DESCRIPTION OF THE TASK. Write out all of the entries exactly as given.

======== TASK MATERIAL

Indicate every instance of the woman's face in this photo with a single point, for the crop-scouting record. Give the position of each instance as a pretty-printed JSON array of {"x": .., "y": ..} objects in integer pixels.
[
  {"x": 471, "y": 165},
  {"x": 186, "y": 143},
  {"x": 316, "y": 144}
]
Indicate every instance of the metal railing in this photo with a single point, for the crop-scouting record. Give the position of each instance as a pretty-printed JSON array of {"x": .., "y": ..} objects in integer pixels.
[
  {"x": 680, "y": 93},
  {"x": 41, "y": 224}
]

================

RESPONSE.
Indicate every instance of the woman's face in this photo with a single point, for the crop-scouting record. Give the position of each instance as a pretty-printed JSON array of {"x": .., "y": ..} objects in integer pixels.
[
  {"x": 471, "y": 165},
  {"x": 186, "y": 143},
  {"x": 316, "y": 144}
]
Indicate every instance of the metal railing in this photo with a single point, for the crop-scouting record. Give the position of each instance as a pretty-printed JSON array of {"x": .., "y": ..} objects in integer pixels.
[
  {"x": 680, "y": 93},
  {"x": 41, "y": 224}
]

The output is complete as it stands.